### Tasks
1. Name every country mentioned in the trade show article.
2. Copy the trade show article word for word from "Seminar Draws Interest" to "maritime affairs summit.".
3. Write what comes next in the trade show article, starting after its last sentence.

### Provided passage
## Begin

TOKYO--The Sea Japan 2018 Show (officially, the International Maritime Exhibition and Conference) held at the Tokyo Big Sight Exhibition Center here April 11-13 drew record numbers of attendees and exhibitors, according to the show organizer, UBM Japan Co. Ltd. An estimated 21,000 attendees and 580 exhibors were expected at the show, officials said prior to the event. Official figures are not available at this time.

Here are some of the highlights of the show:

  1. Many exhibit items emphasized and addressed environmental measures.
  2. There were more exhibitors from overseas such as Norway and South Korea than last time. This may be an indication that Japan's shipbuilding industry is becoming more globalized.
  3. Historically, the shipbuilding industry in Japan was dominated by domestic parts manufacturers and suppliers, and it was difficult for overseas manufacturers to produce good results in the Japanese market. The fact that the number of overseas manufacturer booths at this show has increased indicates increased global competition, in terms of cost. Overseas companies that have cost advantages continue to actively expand sales activities in Japan.

 

Seminar Draws Interest

The seminar titled, "Green Innovation and Digitalization & Southeast Asia Maritime Summit," presented by the Ministry of Land, Infrastructure, Transport and Tourism (MLIT) and the Japan Maritime Cluster Committee, drew considerable interest.

In Session 1, the MLIT gave an address, followed by Mitsuyuki Unno, executive director of The Nippon Foundation, and Daniel Bjarmann-Simonsen, state secretary of trade, industry and fisheries of Norway, delivering keynote speeches on the ocean and the natural environment.

In Session 2, the MLIT, said it plans to organize an initial Southeast Asia maritime affairs summit.

## End

### Recorded data
## Begin

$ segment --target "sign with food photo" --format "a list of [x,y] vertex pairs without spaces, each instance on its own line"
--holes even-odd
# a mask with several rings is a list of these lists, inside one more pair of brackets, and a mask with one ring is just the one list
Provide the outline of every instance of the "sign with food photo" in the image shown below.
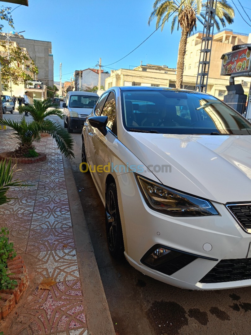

## End

### Solved tasks
1. Japan, Norway, South Korea

2.
Seminar Draws Interest

The seminar titled, "Green Innovation and Digitalization & Southeast Asia Maritime Summit," presented by the Ministry of Land, Infrastructure, Transport and Tourism (MLIT) and the Japan Maritime Cluster Committee, drew considerable interest.

In Session 1, the MLIT gave an address, followed by Mitsuyuki Unno, executive director of The Nippon Foundation, and Daniel Bjarmann-Simonsen, state secretary of trade, industry and fisheries of Norway, delivering keynote speeches on the ocean and the natural environment.

In Session 2, the MLIT, said it plans to organize an initial Southeast Asia maritime affairs summit.

3.
In recent years, logistics has increased in line with the development of the Southeast Asian economy, as these nations proceed with infrastructure improvement policies. At the same time, it is expected that shipping and shipbuilding industries will continue to grow. Taking advantage of such trends, representatives of ship owners' associations in Southeast Asia were invited to the summit.

The ship owners will be invited to attend a panel discussion with those from the government of Japan and the Japanese ship machinery and equipment industry. It is hoped they will provide an up-to-date information on their respective maritime industries in order to learn how Japan can cooperate in contributing further to the development of the maritime industries in Southeast Asia.

Speakers:
Johnson W. Sutjipto, Chairman, Indonesian National Shipowners’ Association (DPP INSA)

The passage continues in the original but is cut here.